→ **Problem statement**
Return each line of the listing below that contains the word "white".

→ **Entries supplied**
"""

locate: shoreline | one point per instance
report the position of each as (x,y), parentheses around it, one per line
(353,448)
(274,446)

"""
"""

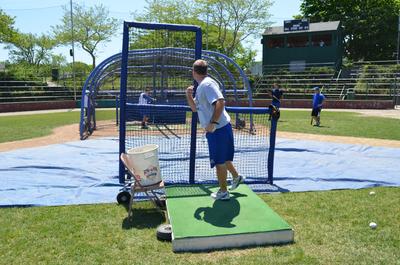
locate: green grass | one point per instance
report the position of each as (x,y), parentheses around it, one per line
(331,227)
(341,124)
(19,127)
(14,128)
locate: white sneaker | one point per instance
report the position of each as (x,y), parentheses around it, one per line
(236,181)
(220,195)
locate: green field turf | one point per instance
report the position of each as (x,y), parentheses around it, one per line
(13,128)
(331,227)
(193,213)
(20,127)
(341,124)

"""
"""

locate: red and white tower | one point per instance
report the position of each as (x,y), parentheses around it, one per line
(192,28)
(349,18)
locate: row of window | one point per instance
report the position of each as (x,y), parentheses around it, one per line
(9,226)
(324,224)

"""

→ **Result for this exercise**
locate: white sneaker | one point per instance
locate: red and white tower | one point per instance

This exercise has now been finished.